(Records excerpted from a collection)
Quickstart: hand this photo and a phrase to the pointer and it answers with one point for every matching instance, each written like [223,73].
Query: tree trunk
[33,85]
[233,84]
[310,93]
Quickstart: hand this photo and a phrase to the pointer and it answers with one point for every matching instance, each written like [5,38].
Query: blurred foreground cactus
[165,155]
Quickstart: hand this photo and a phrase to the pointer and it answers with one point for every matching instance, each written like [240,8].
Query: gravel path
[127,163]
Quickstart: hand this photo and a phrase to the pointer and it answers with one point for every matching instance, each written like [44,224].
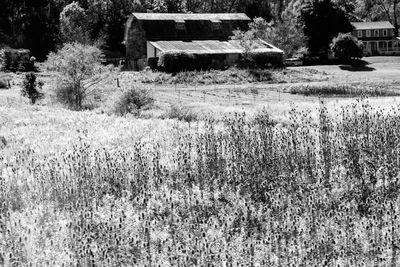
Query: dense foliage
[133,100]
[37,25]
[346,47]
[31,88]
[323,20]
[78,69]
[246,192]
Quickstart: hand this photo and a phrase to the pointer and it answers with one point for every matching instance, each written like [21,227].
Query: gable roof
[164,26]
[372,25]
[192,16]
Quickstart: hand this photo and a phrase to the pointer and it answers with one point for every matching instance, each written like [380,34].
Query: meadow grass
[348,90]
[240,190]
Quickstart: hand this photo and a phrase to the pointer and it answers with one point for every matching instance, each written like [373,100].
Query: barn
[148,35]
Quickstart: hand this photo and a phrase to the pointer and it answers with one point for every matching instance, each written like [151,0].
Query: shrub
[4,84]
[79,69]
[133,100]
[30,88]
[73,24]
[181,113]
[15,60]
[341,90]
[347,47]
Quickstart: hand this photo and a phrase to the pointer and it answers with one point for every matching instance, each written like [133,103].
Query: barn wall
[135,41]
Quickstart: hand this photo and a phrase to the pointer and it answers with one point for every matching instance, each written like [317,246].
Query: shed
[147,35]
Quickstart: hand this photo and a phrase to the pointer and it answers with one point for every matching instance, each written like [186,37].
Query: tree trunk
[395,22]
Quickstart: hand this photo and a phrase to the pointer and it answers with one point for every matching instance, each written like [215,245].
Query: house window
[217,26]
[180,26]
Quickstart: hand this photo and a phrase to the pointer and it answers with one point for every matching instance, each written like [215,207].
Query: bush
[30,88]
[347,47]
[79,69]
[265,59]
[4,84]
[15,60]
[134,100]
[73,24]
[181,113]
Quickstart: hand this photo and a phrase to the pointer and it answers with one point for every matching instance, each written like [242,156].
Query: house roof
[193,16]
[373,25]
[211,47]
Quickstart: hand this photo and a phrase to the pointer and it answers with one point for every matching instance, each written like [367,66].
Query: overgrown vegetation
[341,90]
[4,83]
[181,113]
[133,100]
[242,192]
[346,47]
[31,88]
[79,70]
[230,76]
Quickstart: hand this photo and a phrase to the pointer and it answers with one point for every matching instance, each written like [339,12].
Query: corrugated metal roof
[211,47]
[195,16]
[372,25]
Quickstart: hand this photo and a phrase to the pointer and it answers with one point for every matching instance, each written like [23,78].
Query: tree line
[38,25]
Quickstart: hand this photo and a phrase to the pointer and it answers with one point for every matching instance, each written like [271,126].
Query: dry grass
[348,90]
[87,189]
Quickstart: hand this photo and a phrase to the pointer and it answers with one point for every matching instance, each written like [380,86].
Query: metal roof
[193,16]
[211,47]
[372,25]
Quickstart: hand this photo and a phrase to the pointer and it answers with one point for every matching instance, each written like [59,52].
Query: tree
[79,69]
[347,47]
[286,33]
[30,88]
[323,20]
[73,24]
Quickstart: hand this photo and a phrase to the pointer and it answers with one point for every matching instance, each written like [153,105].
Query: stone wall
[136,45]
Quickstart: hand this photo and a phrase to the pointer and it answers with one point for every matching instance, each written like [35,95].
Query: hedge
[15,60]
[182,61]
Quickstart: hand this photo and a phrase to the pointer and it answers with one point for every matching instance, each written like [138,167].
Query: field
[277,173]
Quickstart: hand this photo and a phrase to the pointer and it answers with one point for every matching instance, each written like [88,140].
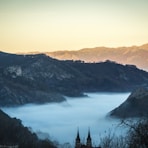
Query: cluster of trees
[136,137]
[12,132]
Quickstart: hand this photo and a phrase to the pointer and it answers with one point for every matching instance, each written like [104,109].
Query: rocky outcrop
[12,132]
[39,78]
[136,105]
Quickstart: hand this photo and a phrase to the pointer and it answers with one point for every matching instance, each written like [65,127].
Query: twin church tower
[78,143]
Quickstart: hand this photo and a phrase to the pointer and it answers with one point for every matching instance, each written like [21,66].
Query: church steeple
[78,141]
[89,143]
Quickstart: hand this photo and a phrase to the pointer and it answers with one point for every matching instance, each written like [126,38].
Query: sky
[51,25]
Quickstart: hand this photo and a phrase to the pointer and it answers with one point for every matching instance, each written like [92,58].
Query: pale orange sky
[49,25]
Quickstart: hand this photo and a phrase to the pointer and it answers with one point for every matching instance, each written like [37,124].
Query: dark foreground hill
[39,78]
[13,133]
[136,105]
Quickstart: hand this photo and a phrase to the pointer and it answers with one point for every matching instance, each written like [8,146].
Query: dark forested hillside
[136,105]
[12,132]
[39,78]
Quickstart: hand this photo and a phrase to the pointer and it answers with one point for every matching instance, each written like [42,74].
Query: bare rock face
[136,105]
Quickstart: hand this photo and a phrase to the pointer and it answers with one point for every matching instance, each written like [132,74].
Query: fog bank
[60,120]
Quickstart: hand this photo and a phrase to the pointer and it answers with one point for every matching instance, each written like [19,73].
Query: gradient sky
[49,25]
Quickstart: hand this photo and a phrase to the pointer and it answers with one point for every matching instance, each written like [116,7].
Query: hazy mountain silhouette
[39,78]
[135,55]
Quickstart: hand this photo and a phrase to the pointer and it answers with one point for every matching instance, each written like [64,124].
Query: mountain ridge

§ **Prompt**:
Except for the pictures, set down each line of the records exactly as it appears.

§ **Output**:
Quickstart: hand this photo and a phrase to the pointer and it answers with one point for every matching instance, each written like [223,73].
Query: tree trunk
[33,85]
[233,84]
[310,93]
Quickstart: hand this photo and a phrase to the pointer and it answers with one point for every matching instance, each written like [5,38].
Query: blurred foreground cactus
[165,155]
Quickstart: hand this photo and a phrase to the pointer and it answers with one point for every matching instance, each written like [240,8].
Query: gravel path
[127,163]
Quickstart: hand this photo and a phrase to the pointer and it answers with one point for every matching instance, each written like [44,224].
Query: dense foliage
[133,100]
[37,25]
[346,47]
[31,88]
[323,20]
[78,69]
[246,192]
Quickstart: hand this photo and a phrase to the pointer and it answers with one point for every matching instance, each written like [21,227].
Query: gable roof
[164,26]
[372,25]
[192,16]
Quickstart: hand this photo and a phrase to the pointer and it answers with one point for every matching instance, each written like [380,34].
Query: meadow grass
[348,90]
[240,190]
Quickstart: hand this photo and a phrase to the pointer and it answers with one point for every matching instance, each written like [373,100].
Query: barn
[148,35]
Quickstart: hand this photo and a phrase to the pointer and it answers with one point for every matching instance, each written like [151,0].
Query: shrub
[4,84]
[79,69]
[133,100]
[30,88]
[73,24]
[181,113]
[15,60]
[341,90]
[347,47]
Quickstart: hand this photo and a phrase to the pointer and it answers with one point for every matching instance, each written like [133,103].
Query: barn wall
[135,41]
Quickstart: hand this photo and a phrase to the pointer and it answers with one point for every matching instance, each written like [317,246].
Query: shed
[147,35]
Quickstart: hand this photo and a phrase to the pointer and it answers with one point for every matching instance, each written like [186,37].
Query: tree trunk
[395,22]
Quickstart: hand this photo and a phrase to the pointer and it answers with one point for every matching instance, each written like [215,245].
Query: house window
[217,26]
[180,26]
Quickstart: hand this photo and a phrase to the pointer and it answers with one point for every matching instance, each written like [215,207].
Query: bush
[30,88]
[347,47]
[79,69]
[265,59]
[4,84]
[15,60]
[134,100]
[73,24]
[181,113]
Quickstart: hand this photo and a phrase to the pointer and it answers with one point for every matching instance, each written like [242,156].
Query: house roof
[193,16]
[373,25]
[211,47]
Quickstart: hand this photo and a phrase to the pointer and it answers with one point for every matching instance, each written like [367,66].
Query: overgrown vegetation
[341,90]
[4,83]
[181,113]
[133,100]
[242,192]
[346,47]
[31,88]
[79,70]
[230,76]
Quickstart: hand this photo and a phrase to the pointer and it answers with one point for every matching instance, each written like [339,12].
Query: corrugated metal roof
[211,47]
[195,16]
[372,25]
Quickstart: hand this photo and a phrase to the pointer and it answers with one point for every matching instance, each written like [23,78].
Query: tree line
[38,25]
Quickstart: hand this photo and a phrase to the pointer and it answers with one point for every matching instance, each written like [271,126].
Query: dry grass
[348,90]
[87,189]
Quickstart: hand this photo and a phrase to the pointer and it answers with one point for every matching instance, each written like [380,86].
Query: metal roof
[193,16]
[211,47]
[372,25]
Quickstart: hand this photo and a phrase to the pointer and it answers with one point for every matching instance, each written like [59,52].
Query: tree
[79,69]
[347,47]
[286,33]
[30,88]
[323,20]
[73,24]
Quickstart: hand this photo and a phrase to the pointer and it answers with one point for every matching instance, each written like [153,105].
Query: stone wall
[136,45]
Quickstart: hand this photo and a phrase to the pointer and it answers with one point for every matching instance, each written like [35,95].
Query: hedge
[15,60]
[182,61]
Quickstart: hand this photo and a phrase to the pointer and it answers with one point for every matching instance, each written like [138,167].
Query: field
[277,173]
Quickstart: hand this photo and a phrase to the pointer and it answers with one point for every matching instance, each written like [88,140].
Query: cluster of trees
[136,137]
[12,132]
Quickstart: hand this photo and a phrase to the pointer and it answers with one point for every matching instance, each written like [104,109].
Query: rocky outcrop
[12,132]
[39,78]
[136,105]
Quickstart: hand this photo and a phrase to the pointer and it answers with one point for every matching instance, each written like [65,127].
Query: twin church tower
[78,143]
Quickstart: hand this photo and a phrase to the pointer and it answers with one point for every matching instance, each written like [21,66].
Query: church steeple
[78,141]
[89,143]
Quickstart: hand this photo and a phrase to the pointer and it answers with one point for every matching instance, each written like [126,38].
Query: sky
[51,25]
Quickstart: hand this photo and a phrase to the pointer and it answers with one point for every matching instance, each written like [92,58].
Query: pale orange sky
[49,25]
Quickstart: hand this photo and a phrase to the pointer and it answers with one point for every matching instance, each written like [37,124].
Query: dark foreground hill
[39,78]
[13,133]
[136,105]
Quickstart: hand this photo and a phrase to the pointer and it answers with one point for every matching instance, each written like [8,146].
Query: dark forested hillside
[136,105]
[12,132]
[39,78]
Quickstart: hand this photo and a phrase to the pointer and it answers with one point for every matching instance, each written like [42,74].
Query: bare rock face
[136,105]
Quickstart: hand this photo and a phrase to the pointer and it answers with one point for every matching instance, each written like [132,74].
Query: fog bank
[60,120]
Quickstart: hand this photo and a phrase to the pointer and it answers with one point for every matching instance, each written like [19,73].
Query: gradient sky
[49,25]
Quickstart: hand this photo and a phrase to the pointer and it answers with one point for every matching instance, each written like [116,7].
Query: hazy mountain silhouette
[39,78]
[135,55]
Quickstart: hand this photo and a phrase to the pointer and it answers with one point for every matching instance, each written like [64,124].
Query: mountain ridge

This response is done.